• **WHAT YOU ARE ASKED TO DO**
Copy the listing from the line containing "Identify the table" through the end of the listing, both ends included and requests included. Add -106 to every bounding box coordinate in the answers.

(Saved entries)

^^^^

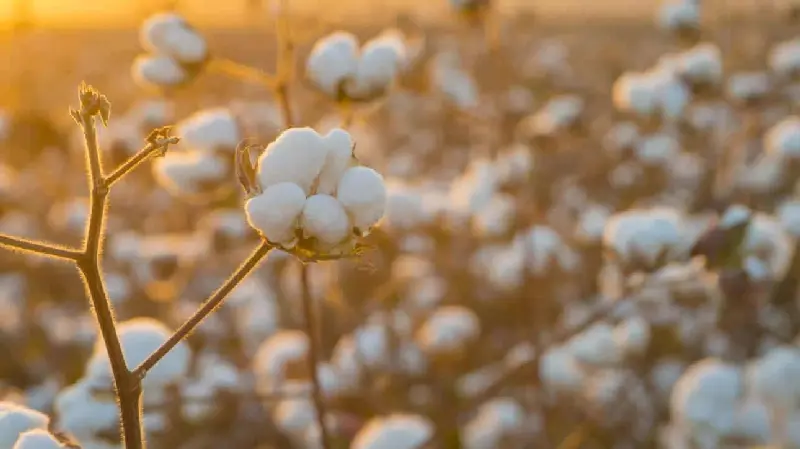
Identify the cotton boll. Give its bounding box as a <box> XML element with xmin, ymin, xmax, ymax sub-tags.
<box><xmin>351</xmin><ymin>414</ymin><xmax>434</xmax><ymax>449</ymax></box>
<box><xmin>140</xmin><ymin>13</ymin><xmax>208</xmax><ymax>64</ymax></box>
<box><xmin>416</xmin><ymin>306</ymin><xmax>481</xmax><ymax>354</ymax></box>
<box><xmin>317</xmin><ymin>128</ymin><xmax>355</xmax><ymax>195</ymax></box>
<box><xmin>769</xmin><ymin>39</ymin><xmax>800</xmax><ymax>76</ymax></box>
<box><xmin>764</xmin><ymin>116</ymin><xmax>800</xmax><ymax>160</ymax></box>
<box><xmin>539</xmin><ymin>347</ymin><xmax>586</xmax><ymax>393</ymax></box>
<box><xmin>306</xmin><ymin>31</ymin><xmax>359</xmax><ymax>98</ymax></box>
<box><xmin>253</xmin><ymin>330</ymin><xmax>308</xmax><ymax>391</ymax></box>
<box><xmin>670</xmin><ymin>359</ymin><xmax>744</xmax><ymax>438</ymax></box>
<box><xmin>347</xmin><ymin>36</ymin><xmax>405</xmax><ymax>99</ymax></box>
<box><xmin>336</xmin><ymin>166</ymin><xmax>387</xmax><ymax>233</ymax></box>
<box><xmin>175</xmin><ymin>108</ymin><xmax>242</xmax><ymax>154</ymax></box>
<box><xmin>13</xmin><ymin>429</ymin><xmax>65</xmax><ymax>449</ymax></box>
<box><xmin>0</xmin><ymin>402</ymin><xmax>50</xmax><ymax>448</ymax></box>
<box><xmin>747</xmin><ymin>346</ymin><xmax>800</xmax><ymax>411</ymax></box>
<box><xmin>258</xmin><ymin>127</ymin><xmax>328</xmax><ymax>195</ymax></box>
<box><xmin>245</xmin><ymin>182</ymin><xmax>306</xmax><ymax>245</ymax></box>
<box><xmin>131</xmin><ymin>55</ymin><xmax>189</xmax><ymax>89</ymax></box>
<box><xmin>86</xmin><ymin>318</ymin><xmax>191</xmax><ymax>391</ymax></box>
<box><xmin>679</xmin><ymin>43</ymin><xmax>723</xmax><ymax>84</ymax></box>
<box><xmin>300</xmin><ymin>195</ymin><xmax>350</xmax><ymax>247</ymax></box>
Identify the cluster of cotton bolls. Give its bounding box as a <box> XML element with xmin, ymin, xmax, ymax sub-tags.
<box><xmin>7</xmin><ymin>0</ymin><xmax>800</xmax><ymax>449</ymax></box>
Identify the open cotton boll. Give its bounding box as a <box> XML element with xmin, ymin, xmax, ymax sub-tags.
<box><xmin>747</xmin><ymin>346</ymin><xmax>800</xmax><ymax>411</ymax></box>
<box><xmin>253</xmin><ymin>330</ymin><xmax>308</xmax><ymax>390</ymax></box>
<box><xmin>678</xmin><ymin>43</ymin><xmax>723</xmax><ymax>84</ymax></box>
<box><xmin>245</xmin><ymin>182</ymin><xmax>306</xmax><ymax>245</ymax></box>
<box><xmin>727</xmin><ymin>72</ymin><xmax>772</xmax><ymax>101</ymax></box>
<box><xmin>139</xmin><ymin>13</ymin><xmax>208</xmax><ymax>64</ymax></box>
<box><xmin>258</xmin><ymin>127</ymin><xmax>328</xmax><ymax>195</ymax></box>
<box><xmin>153</xmin><ymin>151</ymin><xmax>228</xmax><ymax>196</ymax></box>
<box><xmin>300</xmin><ymin>195</ymin><xmax>350</xmax><ymax>248</ymax></box>
<box><xmin>175</xmin><ymin>108</ymin><xmax>242</xmax><ymax>154</ymax></box>
<box><xmin>741</xmin><ymin>213</ymin><xmax>794</xmax><ymax>279</ymax></box>
<box><xmin>347</xmin><ymin>36</ymin><xmax>405</xmax><ymax>99</ymax></box>
<box><xmin>336</xmin><ymin>166</ymin><xmax>387</xmax><ymax>234</ymax></box>
<box><xmin>416</xmin><ymin>306</ymin><xmax>481</xmax><ymax>354</ymax></box>
<box><xmin>658</xmin><ymin>0</ymin><xmax>700</xmax><ymax>31</ymax></box>
<box><xmin>350</xmin><ymin>414</ymin><xmax>434</xmax><ymax>449</ymax></box>
<box><xmin>539</xmin><ymin>346</ymin><xmax>586</xmax><ymax>393</ymax></box>
<box><xmin>131</xmin><ymin>55</ymin><xmax>189</xmax><ymax>89</ymax></box>
<box><xmin>566</xmin><ymin>322</ymin><xmax>623</xmax><ymax>366</ymax></box>
<box><xmin>317</xmin><ymin>128</ymin><xmax>356</xmax><ymax>195</ymax></box>
<box><xmin>769</xmin><ymin>38</ymin><xmax>800</xmax><ymax>76</ymax></box>
<box><xmin>670</xmin><ymin>359</ymin><xmax>744</xmax><ymax>437</ymax></box>
<box><xmin>13</xmin><ymin>429</ymin><xmax>65</xmax><ymax>449</ymax></box>
<box><xmin>603</xmin><ymin>208</ymin><xmax>682</xmax><ymax>268</ymax></box>
<box><xmin>86</xmin><ymin>318</ymin><xmax>191</xmax><ymax>390</ymax></box>
<box><xmin>764</xmin><ymin>116</ymin><xmax>800</xmax><ymax>160</ymax></box>
<box><xmin>306</xmin><ymin>31</ymin><xmax>359</xmax><ymax>97</ymax></box>
<box><xmin>0</xmin><ymin>402</ymin><xmax>50</xmax><ymax>449</ymax></box>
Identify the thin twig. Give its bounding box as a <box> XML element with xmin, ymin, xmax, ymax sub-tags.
<box><xmin>133</xmin><ymin>240</ymin><xmax>273</xmax><ymax>379</ymax></box>
<box><xmin>0</xmin><ymin>234</ymin><xmax>83</xmax><ymax>261</ymax></box>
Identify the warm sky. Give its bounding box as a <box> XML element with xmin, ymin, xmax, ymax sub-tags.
<box><xmin>0</xmin><ymin>0</ymin><xmax>780</xmax><ymax>26</ymax></box>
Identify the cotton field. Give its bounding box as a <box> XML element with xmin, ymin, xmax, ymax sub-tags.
<box><xmin>0</xmin><ymin>0</ymin><xmax>800</xmax><ymax>449</ymax></box>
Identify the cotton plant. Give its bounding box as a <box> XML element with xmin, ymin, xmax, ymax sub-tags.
<box><xmin>239</xmin><ymin>128</ymin><xmax>387</xmax><ymax>258</ymax></box>
<box><xmin>153</xmin><ymin>108</ymin><xmax>242</xmax><ymax>199</ymax></box>
<box><xmin>305</xmin><ymin>31</ymin><xmax>408</xmax><ymax>102</ymax></box>
<box><xmin>132</xmin><ymin>12</ymin><xmax>210</xmax><ymax>89</ymax></box>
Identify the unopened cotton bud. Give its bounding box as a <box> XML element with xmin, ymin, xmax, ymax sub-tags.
<box><xmin>301</xmin><ymin>195</ymin><xmax>350</xmax><ymax>246</ymax></box>
<box><xmin>131</xmin><ymin>55</ymin><xmax>189</xmax><ymax>89</ymax></box>
<box><xmin>317</xmin><ymin>128</ymin><xmax>355</xmax><ymax>195</ymax></box>
<box><xmin>245</xmin><ymin>182</ymin><xmax>306</xmax><ymax>244</ymax></box>
<box><xmin>258</xmin><ymin>127</ymin><xmax>327</xmax><ymax>195</ymax></box>
<box><xmin>306</xmin><ymin>31</ymin><xmax>359</xmax><ymax>96</ymax></box>
<box><xmin>140</xmin><ymin>13</ymin><xmax>208</xmax><ymax>64</ymax></box>
<box><xmin>336</xmin><ymin>166</ymin><xmax>386</xmax><ymax>232</ymax></box>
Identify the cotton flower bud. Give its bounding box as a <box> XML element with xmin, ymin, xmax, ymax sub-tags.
<box><xmin>258</xmin><ymin>128</ymin><xmax>328</xmax><ymax>195</ymax></box>
<box><xmin>140</xmin><ymin>13</ymin><xmax>208</xmax><ymax>64</ymax></box>
<box><xmin>300</xmin><ymin>195</ymin><xmax>350</xmax><ymax>247</ymax></box>
<box><xmin>245</xmin><ymin>182</ymin><xmax>306</xmax><ymax>244</ymax></box>
<box><xmin>131</xmin><ymin>54</ymin><xmax>192</xmax><ymax>89</ymax></box>
<box><xmin>317</xmin><ymin>128</ymin><xmax>356</xmax><ymax>195</ymax></box>
<box><xmin>336</xmin><ymin>166</ymin><xmax>386</xmax><ymax>234</ymax></box>
<box><xmin>13</xmin><ymin>429</ymin><xmax>65</xmax><ymax>449</ymax></box>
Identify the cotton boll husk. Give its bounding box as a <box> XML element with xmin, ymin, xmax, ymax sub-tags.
<box><xmin>306</xmin><ymin>31</ymin><xmax>359</xmax><ymax>97</ymax></box>
<box><xmin>416</xmin><ymin>306</ymin><xmax>481</xmax><ymax>354</ymax></box>
<box><xmin>86</xmin><ymin>318</ymin><xmax>191</xmax><ymax>391</ymax></box>
<box><xmin>258</xmin><ymin>127</ymin><xmax>328</xmax><ymax>195</ymax></box>
<box><xmin>351</xmin><ymin>414</ymin><xmax>434</xmax><ymax>449</ymax></box>
<box><xmin>245</xmin><ymin>182</ymin><xmax>306</xmax><ymax>245</ymax></box>
<box><xmin>253</xmin><ymin>330</ymin><xmax>308</xmax><ymax>391</ymax></box>
<box><xmin>317</xmin><ymin>128</ymin><xmax>355</xmax><ymax>195</ymax></box>
<box><xmin>300</xmin><ymin>195</ymin><xmax>350</xmax><ymax>248</ymax></box>
<box><xmin>336</xmin><ymin>166</ymin><xmax>387</xmax><ymax>233</ymax></box>
<box><xmin>131</xmin><ymin>55</ymin><xmax>189</xmax><ymax>89</ymax></box>
<box><xmin>174</xmin><ymin>108</ymin><xmax>242</xmax><ymax>154</ymax></box>
<box><xmin>140</xmin><ymin>13</ymin><xmax>208</xmax><ymax>63</ymax></box>
<box><xmin>0</xmin><ymin>402</ymin><xmax>50</xmax><ymax>448</ymax></box>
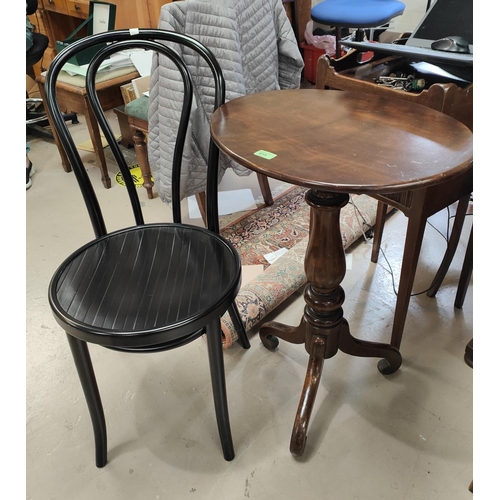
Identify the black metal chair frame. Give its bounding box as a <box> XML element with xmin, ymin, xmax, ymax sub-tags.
<box><xmin>45</xmin><ymin>29</ymin><xmax>250</xmax><ymax>467</ymax></box>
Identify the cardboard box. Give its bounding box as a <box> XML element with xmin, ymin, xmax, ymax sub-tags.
<box><xmin>26</xmin><ymin>75</ymin><xmax>41</xmax><ymax>98</ymax></box>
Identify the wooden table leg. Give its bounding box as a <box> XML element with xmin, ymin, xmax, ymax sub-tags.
<box><xmin>38</xmin><ymin>78</ymin><xmax>73</xmax><ymax>172</ymax></box>
<box><xmin>259</xmin><ymin>190</ymin><xmax>401</xmax><ymax>456</ymax></box>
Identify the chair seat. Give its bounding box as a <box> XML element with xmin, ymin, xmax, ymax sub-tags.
<box><xmin>49</xmin><ymin>224</ymin><xmax>241</xmax><ymax>350</ymax></box>
<box><xmin>311</xmin><ymin>0</ymin><xmax>405</xmax><ymax>28</ymax></box>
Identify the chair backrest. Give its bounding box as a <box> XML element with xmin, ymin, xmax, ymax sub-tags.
<box><xmin>45</xmin><ymin>28</ymin><xmax>225</xmax><ymax>237</ymax></box>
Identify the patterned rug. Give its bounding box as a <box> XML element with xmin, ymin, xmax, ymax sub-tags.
<box><xmin>221</xmin><ymin>187</ymin><xmax>377</xmax><ymax>349</ymax></box>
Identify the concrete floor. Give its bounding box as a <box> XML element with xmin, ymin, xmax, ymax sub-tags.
<box><xmin>26</xmin><ymin>103</ymin><xmax>473</xmax><ymax>500</ymax></box>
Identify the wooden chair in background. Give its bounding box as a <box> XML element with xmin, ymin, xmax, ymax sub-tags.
<box><xmin>316</xmin><ymin>50</ymin><xmax>473</xmax><ymax>349</ymax></box>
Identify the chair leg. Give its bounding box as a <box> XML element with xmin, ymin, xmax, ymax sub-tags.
<box><xmin>67</xmin><ymin>335</ymin><xmax>107</xmax><ymax>467</ymax></box>
<box><xmin>207</xmin><ymin>318</ymin><xmax>234</xmax><ymax>462</ymax></box>
<box><xmin>229</xmin><ymin>302</ymin><xmax>250</xmax><ymax>349</ymax></box>
<box><xmin>257</xmin><ymin>173</ymin><xmax>274</xmax><ymax>207</ymax></box>
<box><xmin>427</xmin><ymin>194</ymin><xmax>470</xmax><ymax>297</ymax></box>
<box><xmin>391</xmin><ymin>209</ymin><xmax>427</xmax><ymax>349</ymax></box>
<box><xmin>371</xmin><ymin>201</ymin><xmax>387</xmax><ymax>262</ymax></box>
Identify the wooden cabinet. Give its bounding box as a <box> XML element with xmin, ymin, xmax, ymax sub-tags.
<box><xmin>35</xmin><ymin>0</ymin><xmax>175</xmax><ymax>69</ymax></box>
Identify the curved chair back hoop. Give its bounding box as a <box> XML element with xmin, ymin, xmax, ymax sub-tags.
<box><xmin>45</xmin><ymin>29</ymin><xmax>225</xmax><ymax>237</ymax></box>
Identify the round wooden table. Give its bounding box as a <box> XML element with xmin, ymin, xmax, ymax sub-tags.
<box><xmin>211</xmin><ymin>90</ymin><xmax>472</xmax><ymax>456</ymax></box>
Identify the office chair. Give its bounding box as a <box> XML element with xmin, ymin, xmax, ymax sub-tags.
<box><xmin>26</xmin><ymin>0</ymin><xmax>78</xmax><ymax>140</ymax></box>
<box><xmin>45</xmin><ymin>29</ymin><xmax>250</xmax><ymax>467</ymax></box>
<box><xmin>311</xmin><ymin>0</ymin><xmax>405</xmax><ymax>59</ymax></box>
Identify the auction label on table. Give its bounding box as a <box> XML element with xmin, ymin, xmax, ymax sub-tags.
<box><xmin>254</xmin><ymin>149</ymin><xmax>276</xmax><ymax>160</ymax></box>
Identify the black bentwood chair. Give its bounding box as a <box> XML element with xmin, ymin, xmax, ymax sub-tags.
<box><xmin>45</xmin><ymin>29</ymin><xmax>250</xmax><ymax>467</ymax></box>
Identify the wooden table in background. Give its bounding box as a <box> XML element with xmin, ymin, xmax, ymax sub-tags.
<box><xmin>211</xmin><ymin>90</ymin><xmax>472</xmax><ymax>456</ymax></box>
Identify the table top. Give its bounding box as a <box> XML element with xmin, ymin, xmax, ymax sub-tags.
<box><xmin>211</xmin><ymin>89</ymin><xmax>472</xmax><ymax>194</ymax></box>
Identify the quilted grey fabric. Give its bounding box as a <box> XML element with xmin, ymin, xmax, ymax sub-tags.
<box><xmin>148</xmin><ymin>0</ymin><xmax>304</xmax><ymax>202</ymax></box>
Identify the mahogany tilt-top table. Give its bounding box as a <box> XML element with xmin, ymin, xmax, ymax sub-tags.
<box><xmin>211</xmin><ymin>90</ymin><xmax>472</xmax><ymax>456</ymax></box>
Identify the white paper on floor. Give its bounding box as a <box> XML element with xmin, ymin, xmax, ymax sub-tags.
<box><xmin>188</xmin><ymin>189</ymin><xmax>257</xmax><ymax>219</ymax></box>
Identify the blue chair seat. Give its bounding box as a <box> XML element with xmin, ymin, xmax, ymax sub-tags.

^^^^

• **WRITTEN REPLY**
Identify the table top. Give its bounding box as a <box> XML element with xmin, ymin, xmax, ymax sub-tags.
<box><xmin>105</xmin><ymin>-17</ymin><xmax>366</xmax><ymax>88</ymax></box>
Identify the quilted grey fabric. Give its bounding box as a <box> XML element with xmin, ymin, xmax, ymax sub-tags.
<box><xmin>42</xmin><ymin>-106</ymin><xmax>198</xmax><ymax>96</ymax></box>
Identify the mahogany tilt-top table. Give its bounding box as a <box> XML element with xmin, ymin, xmax, ymax sub-tags.
<box><xmin>105</xmin><ymin>-16</ymin><xmax>366</xmax><ymax>350</ymax></box>
Identify the white paper on floor. Give its bounding box as a <box> XML element with xmin, ymin, xmax, ymax sub-tags.
<box><xmin>82</xmin><ymin>83</ymin><xmax>151</xmax><ymax>113</ymax></box>
Identify the blue chair seat. Give its bounding box as a <box> XML element with xmin, ymin, xmax, ymax sub-tags.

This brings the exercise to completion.